> _Problem requirements_
Copy the entries exactly. Leave out any pictures.
──────── Input data
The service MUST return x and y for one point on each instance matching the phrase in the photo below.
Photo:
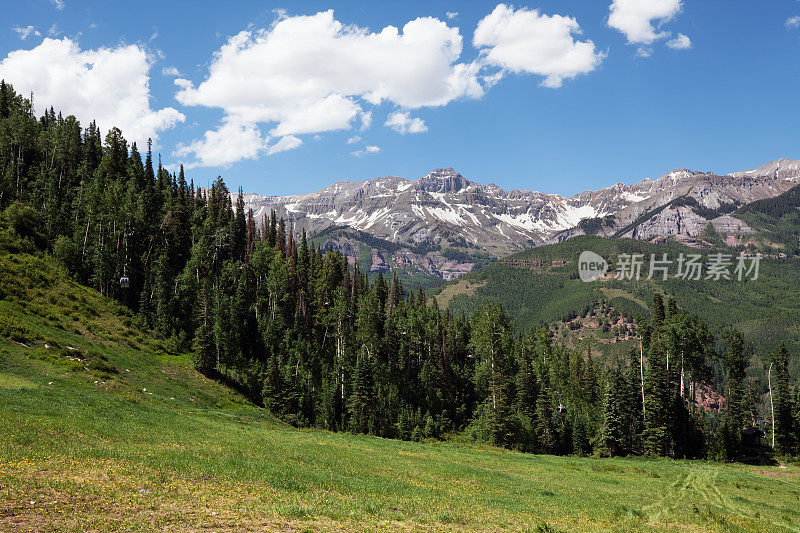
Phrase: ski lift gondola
(124, 281)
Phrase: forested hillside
(318, 344)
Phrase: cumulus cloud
(635, 18)
(312, 74)
(107, 84)
(227, 144)
(26, 31)
(681, 42)
(290, 142)
(403, 123)
(525, 41)
(366, 151)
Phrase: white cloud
(635, 18)
(107, 84)
(403, 123)
(524, 40)
(366, 151)
(290, 142)
(227, 144)
(26, 31)
(311, 74)
(681, 42)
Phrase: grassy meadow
(102, 428)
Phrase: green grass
(153, 445)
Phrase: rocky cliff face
(445, 211)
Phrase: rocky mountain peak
(782, 169)
(442, 180)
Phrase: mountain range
(442, 225)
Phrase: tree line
(321, 344)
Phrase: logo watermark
(591, 266)
(692, 267)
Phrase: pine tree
(784, 441)
(613, 429)
(204, 351)
(657, 401)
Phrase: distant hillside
(439, 224)
(766, 310)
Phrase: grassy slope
(95, 451)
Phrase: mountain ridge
(444, 210)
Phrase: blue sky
(723, 98)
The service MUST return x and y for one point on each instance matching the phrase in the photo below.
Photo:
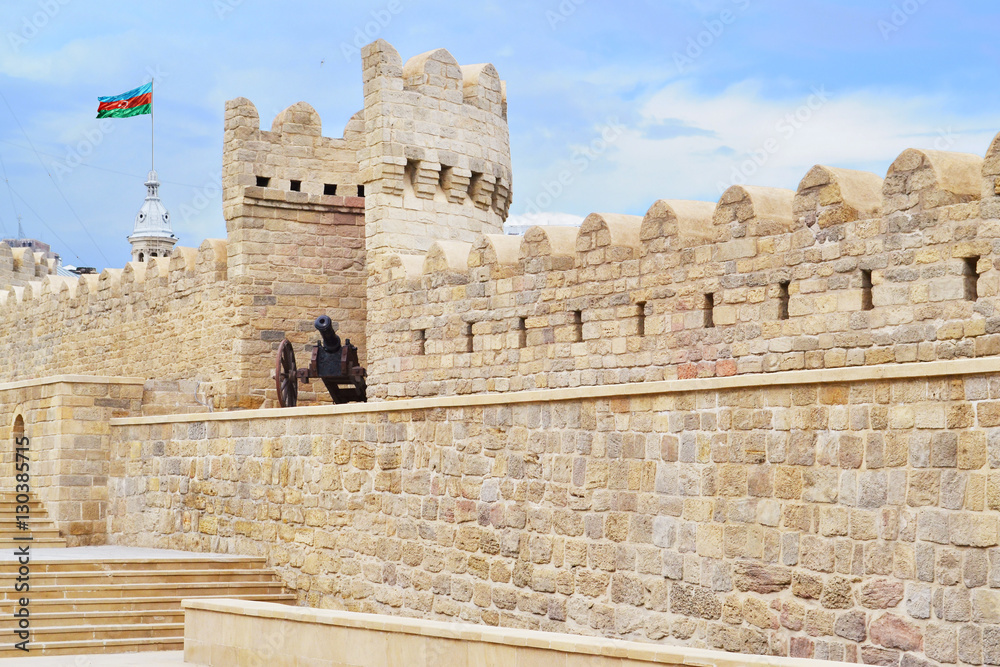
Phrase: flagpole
(152, 125)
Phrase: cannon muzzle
(331, 341)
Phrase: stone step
(132, 564)
(83, 632)
(97, 646)
(36, 532)
(129, 605)
(46, 543)
(143, 590)
(99, 618)
(177, 577)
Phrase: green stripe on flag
(125, 113)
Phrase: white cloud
(740, 134)
(97, 59)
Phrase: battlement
(168, 318)
(293, 163)
(436, 160)
(849, 269)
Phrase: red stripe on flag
(137, 101)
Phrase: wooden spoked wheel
(285, 380)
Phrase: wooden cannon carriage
(334, 363)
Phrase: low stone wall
(221, 633)
(66, 420)
(846, 514)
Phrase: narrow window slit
(783, 300)
(866, 290)
(971, 273)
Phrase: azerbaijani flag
(135, 102)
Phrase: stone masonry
(767, 424)
(836, 513)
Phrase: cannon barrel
(331, 341)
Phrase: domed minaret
(152, 235)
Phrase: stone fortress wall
(845, 514)
(766, 425)
(296, 205)
(19, 266)
(850, 269)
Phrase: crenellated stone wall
(436, 160)
(169, 319)
(848, 270)
(844, 514)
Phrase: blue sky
(628, 102)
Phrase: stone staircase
(43, 532)
(124, 605)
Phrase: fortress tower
(152, 235)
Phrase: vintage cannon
(334, 363)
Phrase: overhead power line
(54, 183)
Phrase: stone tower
(152, 235)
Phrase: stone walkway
(110, 552)
(151, 659)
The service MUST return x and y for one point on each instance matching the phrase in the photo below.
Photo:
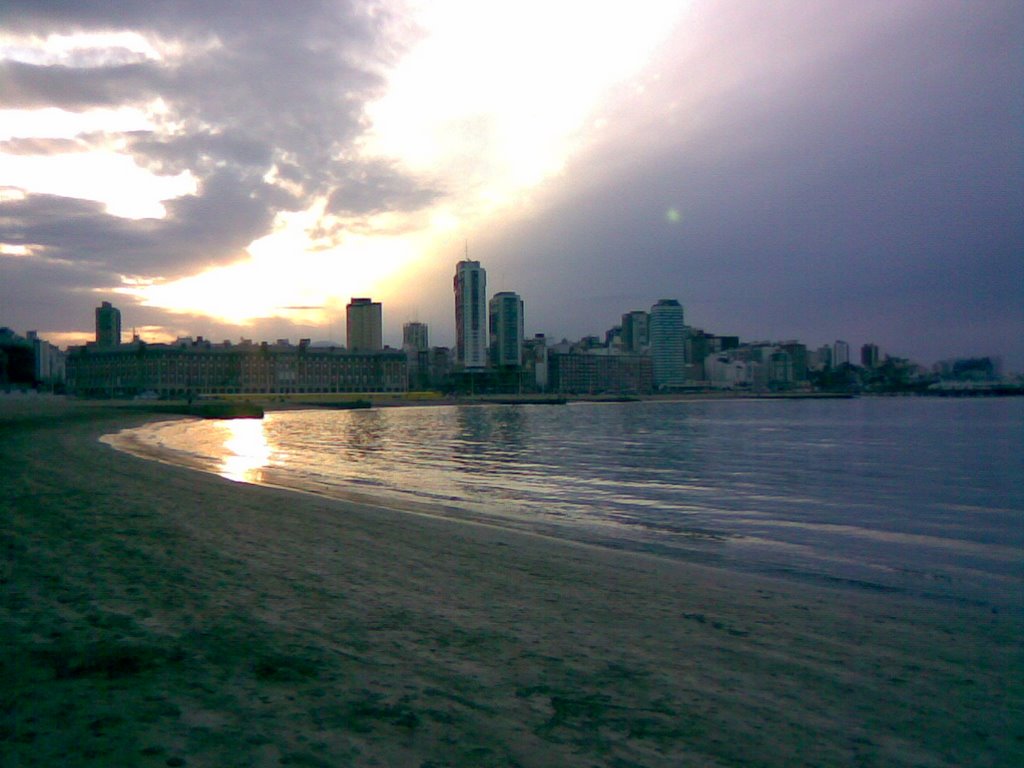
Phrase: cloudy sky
(790, 169)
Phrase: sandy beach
(154, 615)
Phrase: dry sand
(154, 615)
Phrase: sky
(786, 170)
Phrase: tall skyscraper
(414, 337)
(108, 326)
(635, 333)
(506, 330)
(869, 355)
(470, 314)
(668, 345)
(363, 326)
(841, 353)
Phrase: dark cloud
(260, 89)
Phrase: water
(913, 495)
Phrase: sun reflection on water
(247, 451)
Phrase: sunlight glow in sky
(785, 169)
(465, 108)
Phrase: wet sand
(154, 615)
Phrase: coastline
(153, 613)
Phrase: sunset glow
(226, 172)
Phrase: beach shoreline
(153, 614)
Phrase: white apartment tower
(841, 353)
(668, 345)
(471, 314)
(506, 330)
(414, 337)
(363, 326)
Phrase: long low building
(203, 368)
(591, 373)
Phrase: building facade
(194, 368)
(506, 321)
(470, 315)
(668, 344)
(364, 326)
(596, 373)
(108, 325)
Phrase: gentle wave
(912, 495)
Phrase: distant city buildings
(648, 351)
(364, 327)
(471, 315)
(108, 326)
(192, 368)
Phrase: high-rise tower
(363, 326)
(635, 331)
(470, 314)
(108, 326)
(506, 330)
(415, 337)
(668, 345)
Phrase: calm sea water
(915, 495)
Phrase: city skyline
(865, 185)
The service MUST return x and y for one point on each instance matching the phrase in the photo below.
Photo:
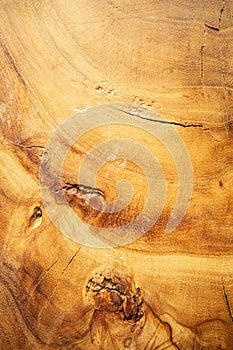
────────────────
> _Written answer_
The service MUST return x and y for one point on each instance matching the phrase in the photo below.
Photo:
Phrase: ski lift gondola
(124, 281)
Phrase: forested hillside
(318, 344)
Phrase: cumulus cloud
(635, 18)
(312, 74)
(107, 84)
(227, 144)
(26, 31)
(681, 42)
(290, 142)
(403, 123)
(525, 41)
(366, 151)
Phrase: white cloud
(635, 18)
(107, 84)
(403, 123)
(524, 40)
(366, 151)
(290, 142)
(227, 144)
(26, 31)
(311, 74)
(681, 42)
Phrase: grassy meadow
(102, 428)
Phrase: green grass
(153, 445)
Phrase: rocky cliff face
(445, 211)
Phrase: rocky mountain peak
(782, 169)
(442, 180)
Phrase: mountain range
(442, 225)
Phrase: tree line
(321, 344)
Phrase: logo watermark
(591, 266)
(692, 267)
Phrase: pine tree
(784, 441)
(613, 429)
(204, 351)
(657, 401)
Phrase: distant hillside
(439, 224)
(766, 310)
Phrase: grassy slope
(95, 451)
Phrase: mountain ridge
(444, 210)
Phrase: blue sky
(723, 98)
The service MUST return x and y for one point on each instance matching the phrase in the photo below.
Photo:
Phrase: flagpole
(152, 125)
Phrase: cannon muzzle
(331, 341)
Phrase: stone step
(132, 564)
(83, 632)
(97, 646)
(36, 532)
(129, 605)
(46, 543)
(143, 590)
(99, 618)
(177, 577)
Phrase: green stripe on flag
(125, 113)
Phrase: white cloud
(740, 134)
(97, 59)
Phrase: battlement
(168, 318)
(293, 163)
(436, 160)
(849, 269)
Phrase: red stripe on flag
(137, 101)
Phrase: wooden spoked wheel
(285, 380)
Phrase: wooden cannon carriage
(334, 363)
Phrase: low stone wall
(221, 633)
(66, 420)
(846, 514)
Phrase: narrow window slit
(783, 300)
(866, 290)
(971, 273)
Phrase: azerbaijani flag
(135, 102)
Phrase: stone masonry
(767, 424)
(836, 513)
Phrase: cannon barrel
(331, 341)
Phrase: domed minaret
(152, 235)
Phrase: stone fortress wall
(845, 514)
(766, 425)
(296, 205)
(19, 266)
(850, 269)
Phrase: crenellated stone wall
(436, 160)
(169, 319)
(848, 270)
(844, 514)
Phrase: blue sky
(628, 102)
Phrase: stone staircase
(43, 532)
(124, 605)
Phrase: fortress tower
(152, 235)
Phrase: vintage cannon
(334, 363)
Phrase: overhead power line
(54, 183)
Phrase: stone tower
(152, 235)
Phrase: stone walkway
(110, 552)
(151, 659)
The service MUST return x and y for one point on each instance matching the phrase in the photo below.
Photo:
Phrase: cloudy sky
(790, 169)
Phrase: sandy beach
(154, 615)
Phrase: dry sand
(154, 615)
Phrase: sky
(786, 170)
Phrase: tall skyscraper
(414, 337)
(108, 326)
(635, 333)
(506, 330)
(869, 355)
(470, 314)
(668, 345)
(363, 326)
(841, 353)
Phrase: dark cloud
(260, 89)
Phrase: water
(913, 495)
Phrase: sun reflection on water
(247, 451)
Phrase: sunlight glow in sky
(785, 169)
(465, 108)
Phrase: wet sand
(154, 615)
Phrase: coastline
(153, 613)
Phrase: sunset glow
(226, 172)
Phrase: beach shoreline
(153, 614)
Phrase: white apartment tower
(841, 353)
(668, 345)
(471, 314)
(506, 330)
(414, 337)
(363, 326)
Phrase: long low building
(203, 368)
(591, 373)
Phrase: building facade
(194, 368)
(506, 321)
(470, 315)
(668, 344)
(364, 326)
(596, 373)
(108, 325)
Phrase: gentle wave
(912, 495)
Phrase: distant city buildings
(648, 351)
(364, 327)
(471, 315)
(108, 326)
(192, 368)
Phrase: high-rise tower
(363, 326)
(635, 331)
(470, 314)
(108, 326)
(506, 330)
(415, 337)
(668, 345)
Phrase: calm sea water
(915, 495)
Phrase: city skyline
(865, 185)
The service MUST return x and y for one point on each instance matching the phrase in the photo below.
Photo:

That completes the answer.